==== Data supplied

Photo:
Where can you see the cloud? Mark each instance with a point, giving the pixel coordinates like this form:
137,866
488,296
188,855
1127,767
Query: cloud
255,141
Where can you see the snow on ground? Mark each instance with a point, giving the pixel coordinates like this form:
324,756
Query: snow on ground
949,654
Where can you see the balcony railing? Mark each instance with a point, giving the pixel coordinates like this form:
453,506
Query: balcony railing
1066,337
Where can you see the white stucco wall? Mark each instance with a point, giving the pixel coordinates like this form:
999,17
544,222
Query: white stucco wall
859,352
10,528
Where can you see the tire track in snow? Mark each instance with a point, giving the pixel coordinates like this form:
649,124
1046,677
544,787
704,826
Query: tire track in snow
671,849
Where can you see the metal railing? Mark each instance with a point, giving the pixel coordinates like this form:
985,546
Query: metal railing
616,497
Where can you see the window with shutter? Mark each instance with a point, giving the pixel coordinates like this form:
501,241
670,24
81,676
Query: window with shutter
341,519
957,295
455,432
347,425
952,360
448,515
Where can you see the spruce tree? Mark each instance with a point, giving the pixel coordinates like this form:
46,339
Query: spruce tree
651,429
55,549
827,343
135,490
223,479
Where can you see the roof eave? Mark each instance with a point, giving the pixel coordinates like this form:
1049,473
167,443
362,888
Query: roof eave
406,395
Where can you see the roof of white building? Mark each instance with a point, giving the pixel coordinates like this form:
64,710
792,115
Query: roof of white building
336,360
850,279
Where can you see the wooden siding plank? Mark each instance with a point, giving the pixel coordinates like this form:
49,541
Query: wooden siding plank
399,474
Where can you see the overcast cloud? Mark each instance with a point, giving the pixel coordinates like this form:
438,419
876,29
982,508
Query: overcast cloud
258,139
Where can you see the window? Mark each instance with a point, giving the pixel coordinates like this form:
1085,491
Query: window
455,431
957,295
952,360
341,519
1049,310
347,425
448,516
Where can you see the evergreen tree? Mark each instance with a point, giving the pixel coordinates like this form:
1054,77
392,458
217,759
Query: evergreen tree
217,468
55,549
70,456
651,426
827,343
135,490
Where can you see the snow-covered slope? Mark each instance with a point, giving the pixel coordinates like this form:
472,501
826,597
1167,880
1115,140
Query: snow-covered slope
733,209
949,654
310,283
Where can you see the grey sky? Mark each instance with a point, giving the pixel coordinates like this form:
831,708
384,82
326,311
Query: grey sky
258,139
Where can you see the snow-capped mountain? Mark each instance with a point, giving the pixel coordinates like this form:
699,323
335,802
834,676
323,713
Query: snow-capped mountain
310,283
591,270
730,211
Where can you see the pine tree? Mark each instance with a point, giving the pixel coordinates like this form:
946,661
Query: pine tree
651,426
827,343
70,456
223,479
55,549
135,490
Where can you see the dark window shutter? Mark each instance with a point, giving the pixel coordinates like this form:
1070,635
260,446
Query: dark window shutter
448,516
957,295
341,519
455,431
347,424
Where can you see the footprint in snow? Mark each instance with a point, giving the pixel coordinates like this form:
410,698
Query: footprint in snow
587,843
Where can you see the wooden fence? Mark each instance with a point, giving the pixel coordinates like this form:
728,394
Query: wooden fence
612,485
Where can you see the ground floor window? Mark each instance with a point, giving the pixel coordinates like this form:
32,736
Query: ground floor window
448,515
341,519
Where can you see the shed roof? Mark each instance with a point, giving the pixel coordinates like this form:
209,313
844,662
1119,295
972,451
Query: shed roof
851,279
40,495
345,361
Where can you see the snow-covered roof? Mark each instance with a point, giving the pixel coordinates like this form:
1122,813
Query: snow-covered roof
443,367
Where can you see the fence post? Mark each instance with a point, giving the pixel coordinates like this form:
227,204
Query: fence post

========

**Instructions for the task:** Write the complete data out, exactly as above.

**Response to this exercise:**
Photo:
Where can you see the cloud? Mark each instance with a point, giving the pixel coordinates like this form:
137,866
488,296
188,855
1127,767
Query: cloud
255,141
Where can you see the snow on ground? Mark each instance with a point, giving the pixel coordinates like this form:
324,756
Query: snow on ground
949,654
Where can you see the balcony railing? Mark each instance with a point, giving the pixel coordinates like this form:
453,506
Query: balcony railing
1066,337
Where can you see the white stucco wall? Mark each instance with a point, giving the pixel coordinates like this form:
999,17
544,222
Query: white stucco wall
859,352
10,528
Where can you see the tire track in snow? Mark each instance with a point, giving the pixel coordinates like this form:
649,124
1046,677
544,787
704,826
Query: tire track in snow
671,849
Where can you see the metal railing? Mark each instance with a point, giving the pixel coordinates like this form:
985,546
Query: metal railing
616,497
Where can you see the window with shutter? Mark each instance with a point, giving the pixel coordinates like this form:
501,241
670,24
81,676
Query: window with shutter
341,519
957,295
455,432
347,425
952,360
448,515
Where can you see the spruce tree? Mark each instance with a point, giving the pixel coordinates like this form:
46,339
Query: spruce tree
651,429
55,549
827,343
135,490
223,479
Where can you see the roof eave? Mark each instance with a point, giving the pixel coordinates like this form:
1049,473
167,443
362,888
Query: roof eave
406,395
Where can you see the roof of white building? Mark each instance with a point, giving the pixel coordinates like this form:
64,710
792,115
Query: roof of white building
336,360
850,279
Where can you see the wooden siding plank? Mark each instance with a point, giving the pixel coordinates like this form:
49,541
Query: wooden siding plank
399,474
Where can you see the overcast cloud? Mark each instance with a point, giving the pixel coordinates like this form:
438,419
876,29
982,508
Query: overcast cloud
258,139
Where can you see the window? Mark each instance with a point, giving the pixel coordinates like this form:
1085,491
Query: window
455,431
957,295
952,360
341,519
1049,310
347,425
448,516
Where can you see the evergreen tree? Mark each instance with a point, giving the pixel coordinates like this form:
1054,77
392,458
217,759
Query: evergreen tree
217,468
55,549
70,456
651,426
827,343
135,490
Where can you see the snow-covered slope? Mark each instance with a point, giving the pixel coordinates like this form:
472,501
826,597
1167,880
1115,140
Query: snow-covered slope
733,209
949,654
310,283
Where can you see the grey sky? Mark each instance with a point, giving the pixel coordinates like this form:
831,708
384,82
326,311
Query: grey sky
258,139
Where can you see the snow-capped mountain? Mark each instance with a point, giving the pixel coordinates like this form:
699,323
335,802
834,676
323,713
Query: snow-capped mountain
310,283
591,270
730,211
Where can you see the pine tree? Mark each instance with a point, giving the pixel coordinates like this form:
946,661
Query: pine tree
651,426
827,343
70,456
223,479
55,549
135,490
Where can you see the dark window shutter? Mark each instance with a point, giving the pixel coordinates like this form:
1070,635
260,446
Query: dark window shutter
448,516
957,295
341,519
455,431
347,424
Where can you see the footprint in snow? Mark each instance with a point, giving the pixel coordinates like this form:
410,698
Query: footprint in snow
587,843
Where can you see the wooden fence? Mark each instance with a point, giving the pixel coordinates like this form:
728,394
Query: wooden fence
612,485
Where can you see the ground floor window? Mark each instance with a point, giving the pixel coordinates like this form:
32,736
Query: ground floor window
448,515
341,519
Where can you see the shed roof? Mark each instance with a point, giving the pixel coordinates like this form:
209,313
844,662
1119,295
972,451
Query: shed roof
851,279
40,495
345,361
Where can you see the snow-covered roof? Mark each instance with a point, giving the pixel coordinates like this form:
1122,813
Query: snow-covered roof
443,367
Where can you see the fence post? Mark each instance with a point, giving the pixel coordinates like this form:
227,204
Query: fence post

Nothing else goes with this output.